In a world in which the front-man for Trump University is an accused fraud running for president, and in a world in which pop-icon Beyoncé lip-synced the U.S anthem at President Obama’s inauguration, what do we all crave? Authenticity.
We hunger for real things and experiences because we are so often disappointed by the made-up or contrived. In our media-saturated world, when we come across something proven to be true, we are overjoyed and we become steadfast, unwavering, loyal acolytes for life.
This brings us to Subaru, a car brand that in its realness is the antithesis of Trump and Beyoncé.
Safe? The Insurance Institute for Highway Safety gives all 2016 Subaru models equipped with EyeSight safety package its Top Safety Pick+ rating.
Resale? ALG says Subaru is No. 1 among mainstream brands.
Quality? Subaru is No. 2 behind Audi, says Consumer Reports; 100 per cent of Subaru models are “recommended.”
The Subaru people — the engineers and marketers, the sales types — jealously and zealously guard the authenticity of their brand. They are rewarded with owner loyalty.
Ah, the engineers. They are in charge at Subaru, insisting that the company produce a line of street-legal rally cars like the WRX and WRX STI. These little beasts are proof-points; they demonstrate the brilliance of the nerds.
The marketers? They tie the brand to competitive rallying and Ironman competitions. Racing Subarus through the woods at breakneck speeds illustrates the ways in which good engineering overcomes trying conditions. Sponsoring marathon swim/bike/run events (that would kill most of us) ties the brand to lean, ultra-fit fanatics who are the human embodiment of rally cars.

▶ **Tasks and exercises**:
- A) Transcribe part of the Subaru article: begin at the words that have "Ah, the engineers.", and stop after "of the nerds.".
- B) List every organization that the Subaru article cites as rating or ranking Subaru.
- C) Answer these questions from the Subaru article:
(i) What rating does the Insurance Institute for Highway Safety give 2016 Subaru models equipped with the EyeSight safety package?
(ii) Which brand ranks ahead of Subaru in quality according to Consumer Reports?
(iii) Which street-legal rally cars are named as examples?
The material comes from a separate, unrelated source.

▶ **Information provided**:

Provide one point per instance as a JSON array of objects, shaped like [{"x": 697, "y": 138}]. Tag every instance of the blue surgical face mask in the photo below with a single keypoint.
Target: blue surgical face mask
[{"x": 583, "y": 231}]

▶ **Results in order**:
- A)
Ah, the engineers. They are in charge at Subaru, insisting that the company produce a line of street-legal rally cars like the WRX and WRX STI. These little beasts are proof-points; they demonstrate the brilliance of the nerds.

- B)
Insurance Institute for Highway Safety
ALG
Consumer Reports

- C)
(i) Top Safety Pick+
(ii) Audi
(iii) The WRX and WRX STI